··· EXCERPT TO READ ···

‘Pay-By-Bank’ Trend Builds Momentum into 2024

Payments players have their eye on 2024, when expanded faster-payments channels like FedNow and RTP, changing consumer and business attitudes about payments, and Elon Musk's ambitious push to turn X into a banking platform could add up to increased 'pay-by-bank' activity – all at the expense of the traditionally dominant (and lucrative) credit card.

“Pay-by-bank” services will accelerate in 2024 in the U.S., driven by a combination of at least five converging trends: the growing availability of real-time payment rails; increased interest from businesses seeking to avoid card processing fees and gain faster access to funds; increasing democratization of payments; a move away from subscriptions to micropayments, and even a potentially big push courtesy of Elon Musk’s banking ambitions.

Compared to much of the world, the U.S. has lagged on adoption of pay-by-bank, which is also commonly called “account-to-account,” or “A2A,” payments. Pay-by-bank entails payments being sent directly through the banking system from one deposit account to another, no checks, no cards.

“U.S. consumers display a remarkable attachment to the use of cards, accounting for more than two-thirds of point of sale transaction value and half of e-com spend,” according to the 2023 FIS/Worldpay Global Payments Report. In 2022 pay-by-bank represented 9% of ecommerce payments in the U.S., up marginally from 8% in 2021. With the launch of the Federal Reserve’s FedNow instant payments service, joining the Real Time Payments network of The Clearing House, and other factors, FIS forecasts that A2A payments will see a compound annual growth rate of 14% through 2026.

In much of the world, “A2A is disrupting payment value chains with lower costs of payment acceptance versus cards,” FIS reports. For example, in Europe, its research shows, pay-by-bank represented 18% of e-commerce transactions in 2022. Some experts predict that new European regulations requiring more use of the payment technology will goose this number considerably. In some countries, among them Poland, Finland and the Netherlands, A2A already dominates payments. In Poland, 67% of ecommerce relies on A2A.

With the advent of FedNow sparking change in the U.S., times are changing.

“By late 2024, hundreds more banks and payment service providers will launch account-to-account faster payment capability, urged on by merchant sensitivity around card fees and banks delivering payment solutions to complement open banking.”

···

TASK REQUIREMENTS:
A. Using the pay-by-bank article, say whether each statement agrees with it. Answer yes or no for each, and quote the words that decide it. (i) In 2022, pay-by-bank made up 9% of ecommerce payments in the U.S. (ii) In Europe, pay-by-bank made up 67% of e-commerce transactions in 2022. (iii) Pay-by-bank is also commonly called account-to-account payments.
B. Duplicate the pay-by-bank article word for word, starting with "In much of the" and going on through "times are changing.".
The lines after this point come from a different source.

··· GIVEN MATERIAL ···

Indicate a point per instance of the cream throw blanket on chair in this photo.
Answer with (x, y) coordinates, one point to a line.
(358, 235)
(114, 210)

···

RESULTS FOR EACH TASK:
A.
(i) Yes: "In 2022 pay-by-bank represented 9% of ecommerce payments in the U.S., up marginally from 8% in 2021."
(ii) No: "in Europe, its research shows, pay-by-bank represented 18% of e-commerce transactions in 2022."
(iii) Yes: "which is also commonly called “account-to-account,” or “A2A,” payments."

B.
In much of the world, “A2A is disrupting payment value chains with lower costs of payment acceptance versus cards,” FIS reports. For example, in Europe, its research shows, pay-by-bank represented 18% of e-commerce transactions in 2022. Some experts predict that new European regulations requiring more use of the payment technology will goose this number considerably. In some countries, among them Poland, Finland and the Netherlands, A2A already dominates payments. In Poland, 67% of ecommerce relies on A2A.

With the advent of FedNow sparking change in the U.S., times are changing.